=== SOURCE RECORDS ===

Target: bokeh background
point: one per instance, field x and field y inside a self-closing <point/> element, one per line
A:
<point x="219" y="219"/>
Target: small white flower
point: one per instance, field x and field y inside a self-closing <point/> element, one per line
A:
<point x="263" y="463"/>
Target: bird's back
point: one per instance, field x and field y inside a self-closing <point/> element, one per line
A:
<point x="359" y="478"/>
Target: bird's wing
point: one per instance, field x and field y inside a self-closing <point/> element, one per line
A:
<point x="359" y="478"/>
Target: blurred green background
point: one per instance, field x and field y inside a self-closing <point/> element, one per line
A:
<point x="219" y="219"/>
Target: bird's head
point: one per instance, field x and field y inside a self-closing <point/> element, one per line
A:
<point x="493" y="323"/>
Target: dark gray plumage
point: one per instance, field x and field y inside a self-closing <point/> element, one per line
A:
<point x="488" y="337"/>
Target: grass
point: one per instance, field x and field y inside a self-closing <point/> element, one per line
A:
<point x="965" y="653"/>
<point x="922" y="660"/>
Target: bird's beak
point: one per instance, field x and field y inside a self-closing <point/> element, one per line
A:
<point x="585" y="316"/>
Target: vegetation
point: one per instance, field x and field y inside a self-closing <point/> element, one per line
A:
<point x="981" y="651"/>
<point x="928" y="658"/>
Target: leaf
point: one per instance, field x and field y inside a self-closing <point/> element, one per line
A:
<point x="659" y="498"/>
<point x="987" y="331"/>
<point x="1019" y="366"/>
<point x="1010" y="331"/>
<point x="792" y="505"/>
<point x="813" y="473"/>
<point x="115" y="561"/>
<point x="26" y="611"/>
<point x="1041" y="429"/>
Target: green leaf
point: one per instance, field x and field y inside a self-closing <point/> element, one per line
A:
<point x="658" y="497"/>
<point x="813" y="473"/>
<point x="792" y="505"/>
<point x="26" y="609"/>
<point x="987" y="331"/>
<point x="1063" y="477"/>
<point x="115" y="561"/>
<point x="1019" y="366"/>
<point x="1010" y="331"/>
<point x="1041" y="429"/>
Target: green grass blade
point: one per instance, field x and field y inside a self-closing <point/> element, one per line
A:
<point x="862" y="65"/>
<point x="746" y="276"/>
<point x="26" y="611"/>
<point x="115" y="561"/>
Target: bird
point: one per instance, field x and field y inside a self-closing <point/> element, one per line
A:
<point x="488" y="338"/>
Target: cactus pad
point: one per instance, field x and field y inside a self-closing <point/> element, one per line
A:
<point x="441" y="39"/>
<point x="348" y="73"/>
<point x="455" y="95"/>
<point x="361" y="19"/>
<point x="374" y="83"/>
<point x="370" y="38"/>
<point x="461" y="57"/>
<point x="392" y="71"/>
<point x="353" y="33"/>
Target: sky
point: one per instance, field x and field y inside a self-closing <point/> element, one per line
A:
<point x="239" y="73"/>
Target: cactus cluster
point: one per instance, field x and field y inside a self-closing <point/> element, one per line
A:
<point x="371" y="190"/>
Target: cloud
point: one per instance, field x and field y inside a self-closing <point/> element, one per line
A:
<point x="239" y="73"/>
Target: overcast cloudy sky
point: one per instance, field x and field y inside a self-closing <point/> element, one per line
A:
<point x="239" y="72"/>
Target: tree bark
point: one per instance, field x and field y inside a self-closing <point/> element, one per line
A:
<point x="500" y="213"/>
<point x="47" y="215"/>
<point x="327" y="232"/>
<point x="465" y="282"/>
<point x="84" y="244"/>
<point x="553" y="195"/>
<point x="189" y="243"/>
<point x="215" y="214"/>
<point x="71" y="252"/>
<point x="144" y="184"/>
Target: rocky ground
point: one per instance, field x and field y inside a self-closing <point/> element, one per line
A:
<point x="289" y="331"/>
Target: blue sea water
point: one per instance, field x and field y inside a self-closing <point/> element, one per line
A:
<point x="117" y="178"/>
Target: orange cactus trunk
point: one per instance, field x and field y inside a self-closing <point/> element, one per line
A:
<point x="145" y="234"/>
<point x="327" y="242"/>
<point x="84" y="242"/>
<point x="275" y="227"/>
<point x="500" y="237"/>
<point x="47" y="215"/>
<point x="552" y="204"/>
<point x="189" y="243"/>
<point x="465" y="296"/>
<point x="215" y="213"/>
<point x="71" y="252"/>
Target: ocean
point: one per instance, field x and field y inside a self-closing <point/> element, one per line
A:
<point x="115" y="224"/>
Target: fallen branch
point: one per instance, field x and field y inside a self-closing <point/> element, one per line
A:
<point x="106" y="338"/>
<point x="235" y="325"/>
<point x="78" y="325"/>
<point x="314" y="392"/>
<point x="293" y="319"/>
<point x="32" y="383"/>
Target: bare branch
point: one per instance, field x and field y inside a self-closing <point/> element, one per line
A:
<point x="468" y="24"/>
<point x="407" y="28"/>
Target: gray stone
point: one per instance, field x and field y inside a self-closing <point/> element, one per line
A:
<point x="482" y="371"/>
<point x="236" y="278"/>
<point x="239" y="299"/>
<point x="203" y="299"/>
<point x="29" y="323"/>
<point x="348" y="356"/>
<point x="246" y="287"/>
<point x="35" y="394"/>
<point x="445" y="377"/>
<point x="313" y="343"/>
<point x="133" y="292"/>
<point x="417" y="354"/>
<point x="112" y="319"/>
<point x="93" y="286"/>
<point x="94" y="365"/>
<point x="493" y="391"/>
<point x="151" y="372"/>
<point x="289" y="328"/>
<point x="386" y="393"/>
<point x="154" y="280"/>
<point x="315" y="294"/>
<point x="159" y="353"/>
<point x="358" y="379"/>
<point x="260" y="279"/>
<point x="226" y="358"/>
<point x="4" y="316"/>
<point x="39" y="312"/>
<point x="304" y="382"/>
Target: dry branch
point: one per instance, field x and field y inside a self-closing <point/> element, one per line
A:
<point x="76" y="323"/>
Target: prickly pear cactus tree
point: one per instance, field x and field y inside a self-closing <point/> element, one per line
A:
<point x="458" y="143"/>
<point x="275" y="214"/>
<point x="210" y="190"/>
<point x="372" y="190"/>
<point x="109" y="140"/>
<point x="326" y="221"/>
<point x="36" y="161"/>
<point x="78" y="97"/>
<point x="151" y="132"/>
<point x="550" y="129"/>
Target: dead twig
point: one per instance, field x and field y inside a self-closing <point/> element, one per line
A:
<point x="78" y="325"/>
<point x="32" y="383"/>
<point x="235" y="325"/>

===

ACTIVITY:
Go line by line through the entries above and tally those that hold the word "background"; give the tally alone.

ANSWER TO THIS EXERCISE:
2